Operating System Threads

System threads handled by the OS give illusion of "simultaneously" active threads. OS decides which software thread is mapped to which hardware thread.

Multiplex software threads onto hardware threads
- Switch out blocked threads
  - Cache miss (cache miss bit indicating)
  - User input
  - Network access
- Timer (e.g., switch active thread every 1 ms)
Remove a software thread from a hardware thread by
1. Interrupting its execution
2. Saving its register and PC to memory
Start executing a different software thread by
1. Loading its previously saved register into a hardware thread's registers
2. Jumping to its saved PC

Multithreading

Hardware Assisted Software Multi-Threading

More than one copy of PC and Registers can exist in one single CPU hardware (1 ALU, 2 PC, 2 RegFile)

Looks identical to two processors to software (Abstraction for software: Hardware thread 0, 1, ...)
Simultaneous Multi-Threading SMT (aka "Hyper-Threading"): Exploits superscalar architecture, threads can be active simultaneously, Logical CPUs > Physical CPUs
Share resources (cache, instruction unit, execution unit)

1 core, 2 threads
+-----------+
|  Control  |
| PC0   PC1 |
| Reg0 Reg1 |
|    ALU    |
+-----------+

Logical threads
- ≈ 1% more hardware
  - Separate registers
  - Share datapath, ALU(s), caches
- ≈ 10%? better performance
Multicore
- => Duplicate Processors
- ≈ 50% more hardware
- ≈ 2x better performance
Modern machines do both

Biggest problem of multi-core: Shared Memory

OpenMP

Serial Loops:

for (int i = 0; i < 100; i++) {
  ...
}

Parallel Loops:

Thread0:
for (int i = 0; i < 25; i++) { ... }

Thread1:
for (int i = 25; i < 50; i++) { ... }

...

OpenMP

C extension
Multi-threaded, shared-memory parallelism
- Compiler Directives, #pragma
- Runtime Library Routines, #include <omp.h>
#pragma
- Ignored by compilers unaware of OpenMP
- Same source for multiple architectures (same program for 1 & 16 cores)
Only works with shared memory
Thread type: Software Thread
- OS multiplex onto hardware threads

Parallel `for` in OpenMP

#include <omp.h>

#pragma omp parallel for
for (int i = 0; i < 100; i++) { ... }

Example:

#include <stdio.h>
#include <omp.h>

int main() {
  omp_set_num_threads(4);
  int a[] = { 0, 1, 2, 3, 4, 5, 6, 7, 8, 9 };
  int N = sizeof(a) / sizeof(int);
  
  #pragma omp parallel for
  for (int i = 0; i < N; i++) {
    printf("thread %d, i= %2d\n",
      omp_get_thread_num(), i);
    a[i] = a[i] + 10 * omp_get_thread_num();
  }
  for (int i = 0; i < N; i++)

» Directions
A – According to the text on threads and OpenMP, what is the biggest problem of multi-core?
B – List every cause of a blocked thread that the text on threads and OpenMP gives under "Switch out blocked threads".
C – Say whether each statement agrees with the text on threads and OpenMP, and quote the words that decide it: (i) Logical threads need about 50% more hardware. (ii) Compilers unaware of OpenMP ignore #pragma. (iii) OpenMP also works without shared memory.

» Given data
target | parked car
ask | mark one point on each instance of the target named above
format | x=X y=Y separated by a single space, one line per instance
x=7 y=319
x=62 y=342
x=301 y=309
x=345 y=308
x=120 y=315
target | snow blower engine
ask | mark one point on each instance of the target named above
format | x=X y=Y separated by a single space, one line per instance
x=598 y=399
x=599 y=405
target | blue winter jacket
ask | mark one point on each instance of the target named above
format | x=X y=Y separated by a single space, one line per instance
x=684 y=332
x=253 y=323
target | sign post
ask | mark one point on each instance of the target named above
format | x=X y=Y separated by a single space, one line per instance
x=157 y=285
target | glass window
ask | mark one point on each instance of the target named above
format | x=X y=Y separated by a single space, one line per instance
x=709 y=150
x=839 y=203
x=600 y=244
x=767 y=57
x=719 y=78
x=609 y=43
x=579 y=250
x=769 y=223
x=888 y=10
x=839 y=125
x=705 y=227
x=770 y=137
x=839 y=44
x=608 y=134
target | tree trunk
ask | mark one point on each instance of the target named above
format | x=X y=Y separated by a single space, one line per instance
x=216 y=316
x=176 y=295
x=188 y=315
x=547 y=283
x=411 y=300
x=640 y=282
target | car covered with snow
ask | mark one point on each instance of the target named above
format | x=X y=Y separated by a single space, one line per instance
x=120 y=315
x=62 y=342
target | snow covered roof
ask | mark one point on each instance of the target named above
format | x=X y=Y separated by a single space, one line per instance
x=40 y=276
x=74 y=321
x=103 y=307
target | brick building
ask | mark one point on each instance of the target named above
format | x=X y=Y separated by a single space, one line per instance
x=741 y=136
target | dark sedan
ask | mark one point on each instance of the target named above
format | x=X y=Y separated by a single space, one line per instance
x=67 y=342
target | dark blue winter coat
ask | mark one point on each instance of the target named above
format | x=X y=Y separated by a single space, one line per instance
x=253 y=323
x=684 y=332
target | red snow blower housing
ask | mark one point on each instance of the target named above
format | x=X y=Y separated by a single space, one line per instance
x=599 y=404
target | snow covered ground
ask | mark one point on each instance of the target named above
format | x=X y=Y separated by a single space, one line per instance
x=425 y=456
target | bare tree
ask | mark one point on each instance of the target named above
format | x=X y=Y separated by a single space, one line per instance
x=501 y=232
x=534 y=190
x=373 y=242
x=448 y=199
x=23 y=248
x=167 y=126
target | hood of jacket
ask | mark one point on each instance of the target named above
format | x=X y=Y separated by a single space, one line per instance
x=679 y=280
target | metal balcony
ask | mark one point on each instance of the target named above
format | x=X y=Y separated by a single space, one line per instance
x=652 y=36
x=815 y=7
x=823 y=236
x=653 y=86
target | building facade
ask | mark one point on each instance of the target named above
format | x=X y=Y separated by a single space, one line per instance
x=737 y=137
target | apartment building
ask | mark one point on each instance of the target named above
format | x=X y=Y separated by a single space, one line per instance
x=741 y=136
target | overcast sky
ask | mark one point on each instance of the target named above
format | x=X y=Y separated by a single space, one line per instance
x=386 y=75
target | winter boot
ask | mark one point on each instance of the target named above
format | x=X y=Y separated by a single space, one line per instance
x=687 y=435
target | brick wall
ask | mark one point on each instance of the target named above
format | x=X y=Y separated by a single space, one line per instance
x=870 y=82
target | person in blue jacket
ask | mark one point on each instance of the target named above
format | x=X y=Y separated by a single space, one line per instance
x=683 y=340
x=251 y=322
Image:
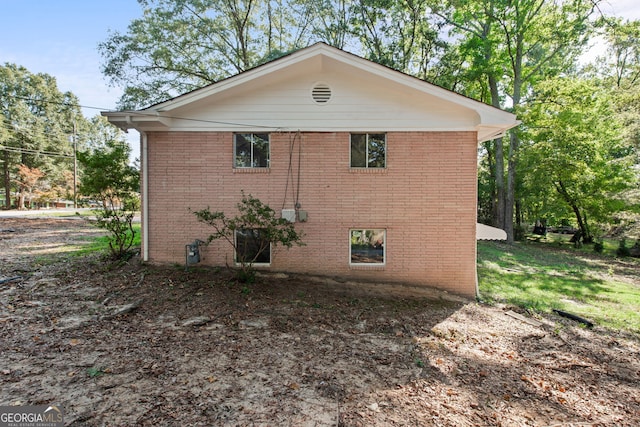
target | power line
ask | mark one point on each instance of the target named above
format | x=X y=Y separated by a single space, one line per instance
x=29 y=151
x=143 y=114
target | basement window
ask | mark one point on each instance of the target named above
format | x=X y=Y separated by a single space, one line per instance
x=251 y=150
x=367 y=246
x=368 y=150
x=252 y=247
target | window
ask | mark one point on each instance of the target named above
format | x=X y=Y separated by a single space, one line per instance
x=367 y=246
x=368 y=150
x=251 y=150
x=252 y=247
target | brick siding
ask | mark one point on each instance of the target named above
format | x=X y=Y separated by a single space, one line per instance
x=425 y=199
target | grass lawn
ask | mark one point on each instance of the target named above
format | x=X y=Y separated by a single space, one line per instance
x=543 y=277
x=101 y=244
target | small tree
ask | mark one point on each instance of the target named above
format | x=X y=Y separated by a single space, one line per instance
x=114 y=183
x=260 y=228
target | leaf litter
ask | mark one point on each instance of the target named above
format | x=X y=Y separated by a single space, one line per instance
x=136 y=344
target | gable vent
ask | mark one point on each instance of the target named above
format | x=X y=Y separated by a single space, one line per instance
x=321 y=93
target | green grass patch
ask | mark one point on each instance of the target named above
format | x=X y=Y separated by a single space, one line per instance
x=542 y=277
x=100 y=244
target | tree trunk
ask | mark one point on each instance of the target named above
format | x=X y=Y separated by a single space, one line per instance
x=582 y=220
x=511 y=187
x=7 y=181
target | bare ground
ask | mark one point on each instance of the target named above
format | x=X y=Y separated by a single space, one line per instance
x=145 y=345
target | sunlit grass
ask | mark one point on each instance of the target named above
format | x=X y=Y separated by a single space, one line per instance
x=541 y=277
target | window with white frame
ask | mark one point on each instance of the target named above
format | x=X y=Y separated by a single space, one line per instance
x=251 y=150
x=252 y=247
x=367 y=246
x=368 y=150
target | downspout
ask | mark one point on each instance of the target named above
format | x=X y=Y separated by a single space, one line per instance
x=145 y=196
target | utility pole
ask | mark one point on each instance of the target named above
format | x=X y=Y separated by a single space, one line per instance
x=75 y=166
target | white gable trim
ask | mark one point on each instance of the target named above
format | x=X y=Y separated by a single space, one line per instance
x=490 y=123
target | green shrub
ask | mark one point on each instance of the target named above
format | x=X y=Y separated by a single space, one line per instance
x=623 y=250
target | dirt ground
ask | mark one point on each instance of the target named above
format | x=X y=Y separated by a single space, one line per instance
x=134 y=344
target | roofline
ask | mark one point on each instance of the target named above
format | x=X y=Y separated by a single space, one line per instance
x=300 y=54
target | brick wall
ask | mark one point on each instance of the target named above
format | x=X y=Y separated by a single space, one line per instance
x=425 y=199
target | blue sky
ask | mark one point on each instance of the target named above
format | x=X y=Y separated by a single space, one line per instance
x=60 y=38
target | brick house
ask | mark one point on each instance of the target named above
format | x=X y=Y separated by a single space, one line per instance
x=378 y=168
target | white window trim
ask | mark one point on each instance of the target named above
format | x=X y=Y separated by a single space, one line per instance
x=257 y=264
x=235 y=165
x=369 y=264
x=366 y=162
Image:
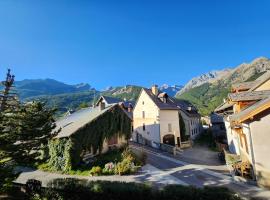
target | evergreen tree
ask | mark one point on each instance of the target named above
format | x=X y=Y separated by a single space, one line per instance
x=36 y=125
x=24 y=128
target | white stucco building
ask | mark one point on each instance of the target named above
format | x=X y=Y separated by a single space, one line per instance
x=156 y=119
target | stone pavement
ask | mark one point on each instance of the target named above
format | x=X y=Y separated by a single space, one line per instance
x=148 y=174
x=198 y=175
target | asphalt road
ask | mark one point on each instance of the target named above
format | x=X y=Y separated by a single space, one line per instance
x=197 y=175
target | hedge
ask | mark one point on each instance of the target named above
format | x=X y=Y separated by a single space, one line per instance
x=66 y=153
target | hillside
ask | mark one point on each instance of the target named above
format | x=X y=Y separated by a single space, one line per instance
x=209 y=95
x=36 y=87
x=171 y=90
x=204 y=78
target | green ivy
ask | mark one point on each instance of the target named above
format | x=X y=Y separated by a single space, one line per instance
x=66 y=153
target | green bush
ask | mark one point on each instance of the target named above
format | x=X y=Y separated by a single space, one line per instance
x=96 y=171
x=78 y=189
x=109 y=169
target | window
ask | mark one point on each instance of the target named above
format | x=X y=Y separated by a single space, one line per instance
x=170 y=127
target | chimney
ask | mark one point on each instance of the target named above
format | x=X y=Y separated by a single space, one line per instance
x=101 y=106
x=155 y=90
x=130 y=107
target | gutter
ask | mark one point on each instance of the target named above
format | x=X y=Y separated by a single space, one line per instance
x=252 y=152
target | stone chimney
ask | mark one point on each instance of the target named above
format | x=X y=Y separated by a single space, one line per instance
x=155 y=90
x=101 y=106
x=130 y=107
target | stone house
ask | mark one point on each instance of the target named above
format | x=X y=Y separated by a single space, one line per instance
x=156 y=118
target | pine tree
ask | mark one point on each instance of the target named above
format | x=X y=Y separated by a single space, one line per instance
x=37 y=124
x=24 y=128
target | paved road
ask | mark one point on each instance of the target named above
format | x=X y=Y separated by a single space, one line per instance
x=197 y=175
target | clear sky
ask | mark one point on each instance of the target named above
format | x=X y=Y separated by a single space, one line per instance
x=118 y=42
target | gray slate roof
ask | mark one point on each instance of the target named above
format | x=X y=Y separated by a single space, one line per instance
x=249 y=95
x=186 y=107
x=250 y=109
x=111 y=100
x=224 y=106
x=262 y=79
x=70 y=124
x=216 y=118
x=170 y=105
x=244 y=85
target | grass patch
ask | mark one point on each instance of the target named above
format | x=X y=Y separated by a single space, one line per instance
x=81 y=189
x=124 y=160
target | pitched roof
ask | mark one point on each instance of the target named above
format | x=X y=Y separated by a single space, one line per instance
x=216 y=118
x=186 y=107
x=169 y=105
x=261 y=80
x=70 y=124
x=224 y=106
x=249 y=95
x=252 y=110
x=244 y=85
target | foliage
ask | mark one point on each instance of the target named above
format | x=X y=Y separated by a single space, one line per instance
x=206 y=138
x=96 y=171
x=83 y=105
x=109 y=168
x=206 y=97
x=37 y=87
x=89 y=137
x=78 y=189
x=126 y=166
x=60 y=159
x=183 y=135
x=65 y=102
x=110 y=156
x=31 y=124
x=6 y=177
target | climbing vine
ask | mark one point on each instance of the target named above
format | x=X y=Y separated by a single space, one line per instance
x=183 y=135
x=66 y=153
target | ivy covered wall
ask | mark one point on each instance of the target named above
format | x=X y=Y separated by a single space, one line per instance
x=66 y=153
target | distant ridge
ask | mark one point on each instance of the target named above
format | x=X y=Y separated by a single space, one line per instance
x=210 y=93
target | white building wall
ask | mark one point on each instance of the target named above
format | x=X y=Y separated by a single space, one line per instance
x=192 y=125
x=232 y=138
x=150 y=119
x=260 y=134
x=169 y=117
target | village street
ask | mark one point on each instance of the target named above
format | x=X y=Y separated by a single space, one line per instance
x=162 y=169
x=196 y=174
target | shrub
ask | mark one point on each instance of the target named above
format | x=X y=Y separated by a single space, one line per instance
x=96 y=171
x=78 y=189
x=109 y=169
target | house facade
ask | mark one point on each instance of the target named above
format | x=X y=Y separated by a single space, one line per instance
x=156 y=119
x=86 y=127
x=191 y=118
x=247 y=122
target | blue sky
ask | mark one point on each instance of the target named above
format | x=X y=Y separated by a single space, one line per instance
x=110 y=43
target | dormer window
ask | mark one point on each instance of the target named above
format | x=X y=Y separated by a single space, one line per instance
x=163 y=97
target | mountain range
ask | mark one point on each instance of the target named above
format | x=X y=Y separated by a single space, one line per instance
x=206 y=91
x=209 y=94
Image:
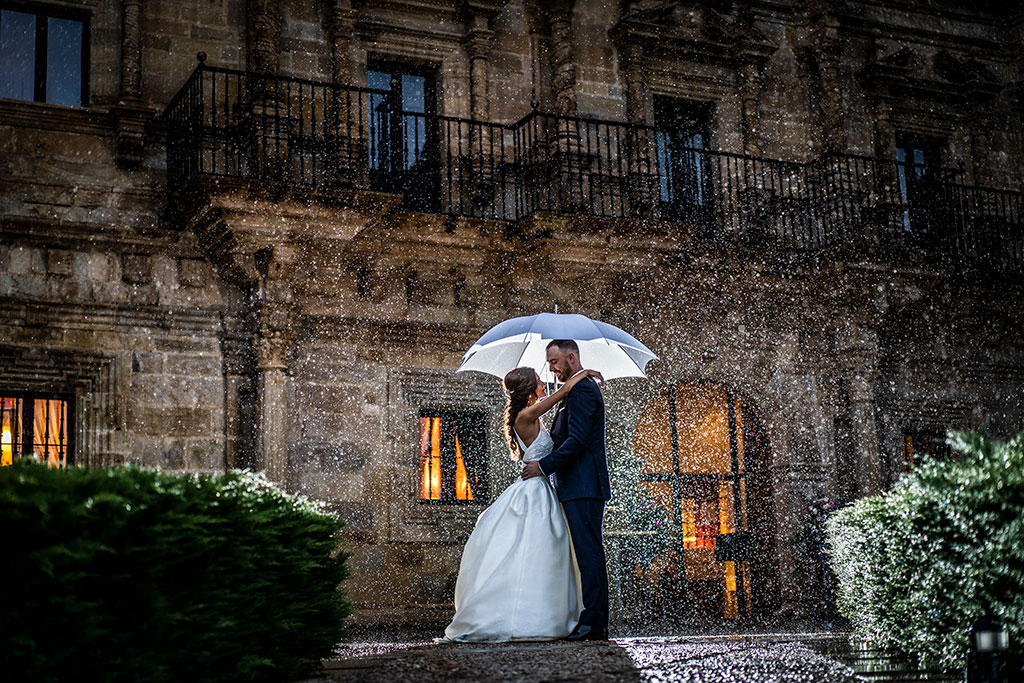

» Answers provided
A – Shared memory.

B – Cache miss, user input, and network access.

C –
(i) No: "≈ 1% more hardware"
(ii) Yes: "Ignored by compilers unaware of OpenMP"
(iii) No: "Only works with shared memory"